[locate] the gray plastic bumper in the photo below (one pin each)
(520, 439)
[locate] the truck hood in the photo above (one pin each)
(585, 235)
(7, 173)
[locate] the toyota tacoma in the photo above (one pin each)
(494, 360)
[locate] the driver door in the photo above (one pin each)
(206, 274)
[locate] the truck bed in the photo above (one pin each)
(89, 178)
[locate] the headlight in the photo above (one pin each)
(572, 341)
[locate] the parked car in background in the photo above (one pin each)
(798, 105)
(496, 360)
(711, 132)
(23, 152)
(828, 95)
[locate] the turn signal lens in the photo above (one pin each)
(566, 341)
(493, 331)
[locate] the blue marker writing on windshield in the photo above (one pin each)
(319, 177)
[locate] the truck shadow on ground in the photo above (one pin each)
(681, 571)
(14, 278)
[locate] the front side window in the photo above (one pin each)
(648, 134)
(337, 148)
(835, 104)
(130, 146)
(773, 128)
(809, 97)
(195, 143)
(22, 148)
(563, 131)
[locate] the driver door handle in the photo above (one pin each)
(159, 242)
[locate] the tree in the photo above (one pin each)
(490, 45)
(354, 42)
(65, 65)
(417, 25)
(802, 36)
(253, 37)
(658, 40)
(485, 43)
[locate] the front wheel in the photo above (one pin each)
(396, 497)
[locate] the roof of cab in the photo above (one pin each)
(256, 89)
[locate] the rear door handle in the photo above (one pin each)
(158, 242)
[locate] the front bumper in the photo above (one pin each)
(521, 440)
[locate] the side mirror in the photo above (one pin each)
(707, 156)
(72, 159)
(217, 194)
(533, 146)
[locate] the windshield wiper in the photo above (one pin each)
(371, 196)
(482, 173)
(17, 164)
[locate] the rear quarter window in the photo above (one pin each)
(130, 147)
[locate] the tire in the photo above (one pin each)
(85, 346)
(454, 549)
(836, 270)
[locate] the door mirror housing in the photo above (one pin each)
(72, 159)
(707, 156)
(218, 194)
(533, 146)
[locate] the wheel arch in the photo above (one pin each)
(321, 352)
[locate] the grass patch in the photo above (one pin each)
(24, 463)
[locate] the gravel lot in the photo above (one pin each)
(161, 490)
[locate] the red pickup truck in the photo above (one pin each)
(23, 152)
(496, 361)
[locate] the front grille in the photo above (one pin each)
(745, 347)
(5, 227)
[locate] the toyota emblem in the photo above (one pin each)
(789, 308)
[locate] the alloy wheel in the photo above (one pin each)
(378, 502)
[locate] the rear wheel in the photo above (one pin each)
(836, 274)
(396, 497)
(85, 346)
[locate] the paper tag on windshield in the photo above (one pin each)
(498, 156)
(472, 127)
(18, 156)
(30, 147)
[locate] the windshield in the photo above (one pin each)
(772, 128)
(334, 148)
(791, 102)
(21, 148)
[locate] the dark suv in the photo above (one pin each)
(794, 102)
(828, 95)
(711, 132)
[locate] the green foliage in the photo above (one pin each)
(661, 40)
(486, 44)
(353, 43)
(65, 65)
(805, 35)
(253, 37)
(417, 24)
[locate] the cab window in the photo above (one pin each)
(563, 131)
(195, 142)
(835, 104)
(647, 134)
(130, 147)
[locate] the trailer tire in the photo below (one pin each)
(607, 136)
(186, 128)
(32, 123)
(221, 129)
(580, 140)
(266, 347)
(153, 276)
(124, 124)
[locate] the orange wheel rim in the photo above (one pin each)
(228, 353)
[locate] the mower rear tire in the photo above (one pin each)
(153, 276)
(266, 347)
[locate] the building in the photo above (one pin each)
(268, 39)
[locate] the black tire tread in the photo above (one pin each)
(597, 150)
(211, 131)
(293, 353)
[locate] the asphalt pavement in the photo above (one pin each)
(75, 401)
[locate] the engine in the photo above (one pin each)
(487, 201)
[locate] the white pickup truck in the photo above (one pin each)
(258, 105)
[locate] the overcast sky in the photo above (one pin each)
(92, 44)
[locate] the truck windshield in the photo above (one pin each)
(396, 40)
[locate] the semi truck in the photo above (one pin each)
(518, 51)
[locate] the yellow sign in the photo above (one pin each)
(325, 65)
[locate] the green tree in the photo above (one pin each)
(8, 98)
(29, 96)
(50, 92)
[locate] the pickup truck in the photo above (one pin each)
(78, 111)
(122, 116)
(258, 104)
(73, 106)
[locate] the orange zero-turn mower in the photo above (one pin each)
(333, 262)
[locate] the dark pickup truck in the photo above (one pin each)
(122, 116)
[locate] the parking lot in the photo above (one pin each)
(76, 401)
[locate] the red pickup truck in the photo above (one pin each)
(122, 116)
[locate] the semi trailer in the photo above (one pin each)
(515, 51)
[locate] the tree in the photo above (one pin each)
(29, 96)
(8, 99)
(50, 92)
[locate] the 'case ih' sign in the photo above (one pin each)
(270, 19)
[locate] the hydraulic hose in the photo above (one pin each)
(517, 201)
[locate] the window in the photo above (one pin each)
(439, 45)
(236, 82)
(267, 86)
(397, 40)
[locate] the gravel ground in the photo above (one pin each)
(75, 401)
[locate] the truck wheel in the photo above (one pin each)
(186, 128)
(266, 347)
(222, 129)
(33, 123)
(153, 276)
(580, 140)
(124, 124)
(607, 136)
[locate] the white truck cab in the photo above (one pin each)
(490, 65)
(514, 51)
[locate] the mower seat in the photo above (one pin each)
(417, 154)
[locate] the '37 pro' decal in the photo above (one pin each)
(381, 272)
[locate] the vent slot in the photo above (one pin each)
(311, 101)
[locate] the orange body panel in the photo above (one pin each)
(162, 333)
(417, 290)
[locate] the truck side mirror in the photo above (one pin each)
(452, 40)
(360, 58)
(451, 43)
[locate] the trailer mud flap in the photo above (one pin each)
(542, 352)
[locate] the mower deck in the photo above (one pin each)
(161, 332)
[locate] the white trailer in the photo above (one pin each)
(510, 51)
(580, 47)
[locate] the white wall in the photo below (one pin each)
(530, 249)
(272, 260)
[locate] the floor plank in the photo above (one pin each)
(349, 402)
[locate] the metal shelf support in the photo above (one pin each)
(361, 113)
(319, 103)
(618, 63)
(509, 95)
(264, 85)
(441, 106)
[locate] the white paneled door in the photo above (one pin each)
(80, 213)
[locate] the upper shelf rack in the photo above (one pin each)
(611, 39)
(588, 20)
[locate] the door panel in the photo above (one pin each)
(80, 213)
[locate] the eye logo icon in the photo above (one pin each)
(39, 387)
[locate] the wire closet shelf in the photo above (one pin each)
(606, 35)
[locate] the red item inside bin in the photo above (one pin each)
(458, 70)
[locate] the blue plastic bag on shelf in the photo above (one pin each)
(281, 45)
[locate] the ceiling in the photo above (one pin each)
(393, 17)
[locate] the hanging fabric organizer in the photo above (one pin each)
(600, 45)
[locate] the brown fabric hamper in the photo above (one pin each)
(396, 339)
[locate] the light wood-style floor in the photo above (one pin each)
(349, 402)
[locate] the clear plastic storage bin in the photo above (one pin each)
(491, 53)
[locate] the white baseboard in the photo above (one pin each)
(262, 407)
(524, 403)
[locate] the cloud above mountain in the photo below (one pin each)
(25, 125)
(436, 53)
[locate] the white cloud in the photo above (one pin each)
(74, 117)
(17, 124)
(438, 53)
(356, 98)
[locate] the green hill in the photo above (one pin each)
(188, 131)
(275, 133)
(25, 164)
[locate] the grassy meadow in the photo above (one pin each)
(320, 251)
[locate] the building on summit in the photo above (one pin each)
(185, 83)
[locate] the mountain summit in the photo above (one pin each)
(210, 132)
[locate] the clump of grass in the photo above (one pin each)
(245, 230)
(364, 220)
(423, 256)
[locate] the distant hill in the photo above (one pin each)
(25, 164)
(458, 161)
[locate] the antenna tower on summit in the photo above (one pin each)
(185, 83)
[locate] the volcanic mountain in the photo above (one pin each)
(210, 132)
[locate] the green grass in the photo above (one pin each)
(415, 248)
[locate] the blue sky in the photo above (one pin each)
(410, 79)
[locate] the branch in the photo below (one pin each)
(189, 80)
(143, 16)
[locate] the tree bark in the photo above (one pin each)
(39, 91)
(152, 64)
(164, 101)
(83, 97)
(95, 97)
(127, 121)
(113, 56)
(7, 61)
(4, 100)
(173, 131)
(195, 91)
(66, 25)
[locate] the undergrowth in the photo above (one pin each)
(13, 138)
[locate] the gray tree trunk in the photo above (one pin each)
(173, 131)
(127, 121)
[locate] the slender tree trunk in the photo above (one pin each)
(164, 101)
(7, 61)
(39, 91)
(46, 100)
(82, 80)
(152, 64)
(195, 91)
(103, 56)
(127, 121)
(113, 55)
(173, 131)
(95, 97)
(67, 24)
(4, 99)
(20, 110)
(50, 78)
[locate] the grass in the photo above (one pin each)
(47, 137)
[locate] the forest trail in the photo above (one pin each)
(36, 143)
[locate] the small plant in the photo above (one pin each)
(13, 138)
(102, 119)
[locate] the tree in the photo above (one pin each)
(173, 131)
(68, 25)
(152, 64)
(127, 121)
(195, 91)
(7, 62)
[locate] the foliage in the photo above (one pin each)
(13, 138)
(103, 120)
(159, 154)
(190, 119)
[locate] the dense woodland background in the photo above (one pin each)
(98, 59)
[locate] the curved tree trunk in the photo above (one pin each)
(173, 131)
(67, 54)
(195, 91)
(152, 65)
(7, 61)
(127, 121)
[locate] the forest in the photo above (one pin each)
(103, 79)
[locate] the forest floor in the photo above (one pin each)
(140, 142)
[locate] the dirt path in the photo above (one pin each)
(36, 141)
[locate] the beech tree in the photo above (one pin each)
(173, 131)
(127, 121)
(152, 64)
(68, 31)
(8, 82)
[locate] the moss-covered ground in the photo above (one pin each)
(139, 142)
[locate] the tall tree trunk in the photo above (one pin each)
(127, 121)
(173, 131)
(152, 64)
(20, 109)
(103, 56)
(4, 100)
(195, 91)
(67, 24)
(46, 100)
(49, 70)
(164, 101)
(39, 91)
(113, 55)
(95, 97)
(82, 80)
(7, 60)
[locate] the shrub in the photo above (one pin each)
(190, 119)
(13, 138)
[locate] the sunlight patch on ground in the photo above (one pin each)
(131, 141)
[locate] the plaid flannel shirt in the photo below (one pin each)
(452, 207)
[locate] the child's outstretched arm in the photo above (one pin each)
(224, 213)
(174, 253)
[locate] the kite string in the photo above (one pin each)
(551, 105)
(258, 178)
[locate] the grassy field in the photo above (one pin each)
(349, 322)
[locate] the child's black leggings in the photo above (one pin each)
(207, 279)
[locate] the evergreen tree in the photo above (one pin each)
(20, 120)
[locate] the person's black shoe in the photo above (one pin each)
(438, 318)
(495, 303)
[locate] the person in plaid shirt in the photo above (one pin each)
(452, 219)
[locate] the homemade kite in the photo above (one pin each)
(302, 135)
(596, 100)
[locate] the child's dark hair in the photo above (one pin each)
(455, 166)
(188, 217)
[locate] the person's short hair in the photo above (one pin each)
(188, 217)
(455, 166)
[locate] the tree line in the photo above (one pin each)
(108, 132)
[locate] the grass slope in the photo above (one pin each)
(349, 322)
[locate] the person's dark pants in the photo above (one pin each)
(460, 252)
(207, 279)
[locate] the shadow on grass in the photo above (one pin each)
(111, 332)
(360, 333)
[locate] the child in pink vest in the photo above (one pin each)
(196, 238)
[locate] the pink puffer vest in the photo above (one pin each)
○ ○ ○ ○ ○ ○ ○
-- PROBLEM --
Give back, exactly as written, the lines from the one with "[locate] the plaid" to the last line.

-- FULL SOLUTION --
[locate] the plaid flannel shirt in the photo below (one pin each)
(452, 207)
[locate] the child's outstretched arm in the photo above (one pin each)
(224, 213)
(174, 253)
[locate] the kite string in the photo above (one pin each)
(551, 105)
(258, 178)
[locate] the grassy field in the photo above (one pin each)
(349, 322)
[locate] the child's black leggings in the photo above (one pin each)
(207, 279)
[locate] the evergreen tree in the photo above (one pin each)
(20, 120)
[locate] the person's black shoe in the photo above (one pin each)
(438, 318)
(495, 303)
[locate] the person in plaid shirt in the photo above (one pin each)
(452, 219)
[locate] the homemade kite in the photo above (one pin each)
(302, 135)
(596, 100)
[locate] the child's dark hair in the photo above (one pin each)
(455, 166)
(188, 217)
[locate] the person's short hair in the photo above (one pin each)
(188, 217)
(455, 166)
[locate] the tree line in the photo above (one pin each)
(108, 132)
[locate] the grass slope in the photo above (one pin each)
(349, 322)
[locate] the person's dark pants in the photo above (one pin each)
(460, 252)
(207, 279)
[locate] the shadow on grass in the photo above (one pin each)
(111, 332)
(360, 333)
[locate] the child in pink vest in the photo above (one pin each)
(196, 238)
[locate] the pink puffer vest in the photo above (one pin each)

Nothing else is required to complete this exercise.